EXERCISE |
Update every entry below by changing "box coordinates" to "bounding box" and keeping everything else the same. Leave the pictures out.

>>>>>

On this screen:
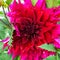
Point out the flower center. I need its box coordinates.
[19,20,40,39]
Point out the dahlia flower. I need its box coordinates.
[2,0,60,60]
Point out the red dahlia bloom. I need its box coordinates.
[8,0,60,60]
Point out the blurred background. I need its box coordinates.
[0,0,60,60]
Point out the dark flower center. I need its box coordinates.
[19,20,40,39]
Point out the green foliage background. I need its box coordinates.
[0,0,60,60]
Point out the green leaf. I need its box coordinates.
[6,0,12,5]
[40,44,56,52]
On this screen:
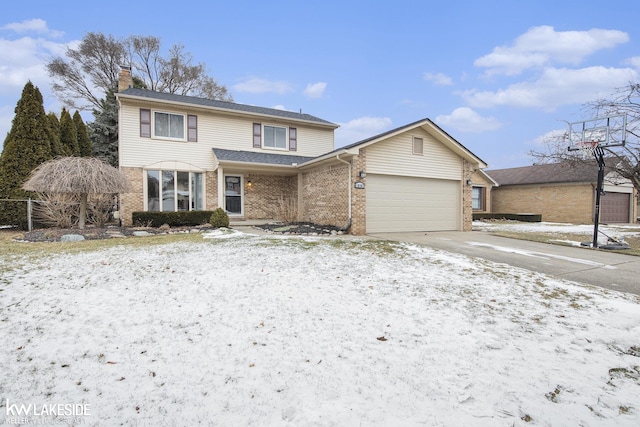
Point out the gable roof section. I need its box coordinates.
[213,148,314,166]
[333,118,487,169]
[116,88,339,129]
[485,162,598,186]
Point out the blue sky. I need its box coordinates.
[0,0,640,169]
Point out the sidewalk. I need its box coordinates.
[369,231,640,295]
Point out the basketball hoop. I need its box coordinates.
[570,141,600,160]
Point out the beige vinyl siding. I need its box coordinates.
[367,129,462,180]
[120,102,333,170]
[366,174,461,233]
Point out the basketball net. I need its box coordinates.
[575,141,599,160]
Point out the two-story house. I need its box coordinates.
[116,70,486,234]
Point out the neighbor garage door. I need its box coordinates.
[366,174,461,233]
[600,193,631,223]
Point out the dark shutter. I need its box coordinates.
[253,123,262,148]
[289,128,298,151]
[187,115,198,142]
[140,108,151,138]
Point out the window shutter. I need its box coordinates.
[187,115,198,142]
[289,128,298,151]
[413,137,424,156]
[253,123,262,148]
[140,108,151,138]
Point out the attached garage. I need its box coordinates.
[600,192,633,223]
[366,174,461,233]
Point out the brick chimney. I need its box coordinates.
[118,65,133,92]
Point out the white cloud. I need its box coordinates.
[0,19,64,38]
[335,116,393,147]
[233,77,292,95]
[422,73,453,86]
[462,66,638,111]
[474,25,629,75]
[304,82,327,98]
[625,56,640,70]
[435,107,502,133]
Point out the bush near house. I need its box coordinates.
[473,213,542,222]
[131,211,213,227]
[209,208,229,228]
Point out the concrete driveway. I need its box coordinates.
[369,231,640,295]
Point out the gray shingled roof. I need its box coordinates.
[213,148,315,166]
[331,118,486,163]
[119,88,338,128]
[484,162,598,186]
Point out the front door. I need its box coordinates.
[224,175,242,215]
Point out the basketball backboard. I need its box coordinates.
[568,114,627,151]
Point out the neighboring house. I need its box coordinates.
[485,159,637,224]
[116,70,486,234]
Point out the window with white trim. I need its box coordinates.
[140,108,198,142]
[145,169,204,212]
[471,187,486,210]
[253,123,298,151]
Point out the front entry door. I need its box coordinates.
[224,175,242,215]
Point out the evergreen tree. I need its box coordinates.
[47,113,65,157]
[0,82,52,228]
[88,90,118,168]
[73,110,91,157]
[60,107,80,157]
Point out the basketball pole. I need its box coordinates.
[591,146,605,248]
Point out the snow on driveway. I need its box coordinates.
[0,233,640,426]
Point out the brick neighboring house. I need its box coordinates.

<<<<<

REPLY |
On this screen:
Point out the flower center. I need its bounding box.
[19,20,40,39]
Point out the dahlia flower. I need its bounding box.
[2,0,60,60]
Point out the red dahlia bloom. I need its bounding box.
[8,0,60,60]
Point out the blurred background. I need its bounding box.
[0,0,60,60]
Point out the dark flower center. I need its bounding box.
[19,20,40,39]
Point out the green foliage background. I need its bounding box.
[0,0,60,60]
Point out the green leaf. I need its bounding box.
[6,0,12,5]
[40,44,56,52]
On this screen:
Point out the gable roof section. I need its bounding box.
[213,148,314,166]
[333,118,487,169]
[116,88,339,129]
[485,162,598,186]
Point out the blue sky. I need its bounding box.
[0,0,640,169]
Point out the sidewalk. I need its bounding box.
[369,231,640,295]
Point out the basketball hoop. I need its bounding box.
[570,141,600,160]
Point out the beige vinyl siding. I need its bounding box.
[367,129,462,180]
[120,102,333,170]
[366,174,461,233]
Point out the basketball net. I need its bounding box.
[575,141,599,160]
Point out the two-story house. I need its bounding box.
[116,70,486,234]
Point out the neighbor garage door. I need its bounding box.
[366,174,461,233]
[600,193,631,223]
Point out the dark shutter. I need its bounding box.
[253,123,262,148]
[289,128,298,151]
[187,115,198,142]
[140,108,151,138]
Point out the window shutter. I need its bounding box.
[187,115,198,142]
[289,128,298,151]
[413,137,424,156]
[253,123,262,148]
[140,108,151,138]
Point out the attached garage. I need its bounding box.
[600,192,633,223]
[366,174,461,233]
Point out the brick chimney. I need its bounding box.
[118,65,133,92]
Point out the white cloud. I need its bounding box.
[0,19,64,38]
[335,116,393,147]
[233,77,292,95]
[422,73,453,86]
[462,66,638,111]
[474,25,629,75]
[304,82,327,98]
[625,56,640,70]
[435,107,502,133]
Point out the bush near house. I need its bounding box.
[473,213,542,222]
[131,211,213,227]
[209,208,229,228]
Point out the concrete driveway. I need its bounding box.
[369,231,640,295]
Point out the gray shingled roof. I need its bounding box.
[213,148,315,166]
[331,118,486,163]
[119,88,338,128]
[484,162,598,186]
Point out the front door. I need its bounding box.
[224,175,242,215]
Point out the basketball backboard. I need its bounding box.
[568,114,627,151]
Point out the neighboring house. I need its bounding box.
[485,159,637,224]
[116,70,486,234]
Point out the window with white trim. I need its bounding box.
[140,108,198,142]
[145,169,204,212]
[471,187,486,210]
[253,123,298,151]
Point out the front entry door. I need its bounding box.
[224,175,242,215]
Point out the evergreen tree. I need its bounding box.
[47,113,65,157]
[0,82,52,228]
[88,90,118,168]
[73,110,91,157]
[60,107,80,157]
Point out the basketball pole. I need its bounding box.
[591,146,605,248]
Point out the snow on driveway. I need its bounding box.
[0,233,640,426]
Point out the brick neighboring house. I need its bounding box.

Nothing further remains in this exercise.